Scopo del compito> Riprendi il passo sul riformismo e il populismo nella politica italiana e prosegui il discorso dopo la sua ultima frase.

Passo citato>
::::::

L’uno e l’altro, berlusconismo e giustizialismo, hanno inoltre ribadito la centralità della Tv, o quantomeno la sua notevole rilevanza, nell’orientamento dell’opinione pubblica. In un’accezione meno lineare e immediata che nel passato prossimo, e lasciando spazio – vale soprattutto per il fronte della “lotta alla casta” – alla comunicazione politica 2.0 e ai social media, ma confermando quanto la videopolitica rimanga significativa e importante. La legislatura sarà, dunque, dominata da un cleavage che percorre sempre maggiormente il dibattito pubblico nazionale e lo sta riorientando di fatto, ovvero la contrapposizione tra riformismo e populismo, o meglio tra riformismi e populismi (al plurale). Buona parte delle tematiche e delle manifestazioni dell’antipolitica pare infatti avere trovato collocazione all’interno di questo filone populista, che ospita, invece, solo una parte di quell’antipartitismo che rappresenta un motivo ricorrente (ed eterno) della polemica politica italiana (e occidentale). Questa coppia oppositiva non sostituisce destra e sinistra, ma le ridefinisce parzialmente, cosi come ne viene trasfigurato il bipolarismo italiano in versione muscolare a cui ci siamo abituati nel corso di questi anni. Una parte delle forze politiche riproporrà, dunque, l’arma della delegittimazione (vecchissima e, al tempo stesso, sempre rinnovata) degli avversari (anzi, dei “nemici”), in un contesto nel quale non è avvenuta la semplificazione del quadro politico.

::::::

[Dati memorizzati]
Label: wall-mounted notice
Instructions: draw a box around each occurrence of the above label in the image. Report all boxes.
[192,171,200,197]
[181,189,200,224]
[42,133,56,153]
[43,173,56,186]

::::::

Risposta scritta>
Mentre, per quelle responsabili, la priorità dovrà consistere nel collocare il legittimo conflitto politico nell’alveo di una dialettica da “Paese normale” e sullo sfondo della condivisione delle regole (da scrivere al più presto) e dei valori di riferimento. Centrosinistra e centro – con quanti vorranno a sinistra e destra dell’emiciclo – avranno, quindi, il compito, assai delicato, di stabilire le condizioni per assicurare il funzionamento al meglio della democrazia parlamentare italiana e per garantire le condizioni di governabilità (altra issue che si configura come essenziale e quale vera e propria componente della cultura politica dell’Italia contemporanea).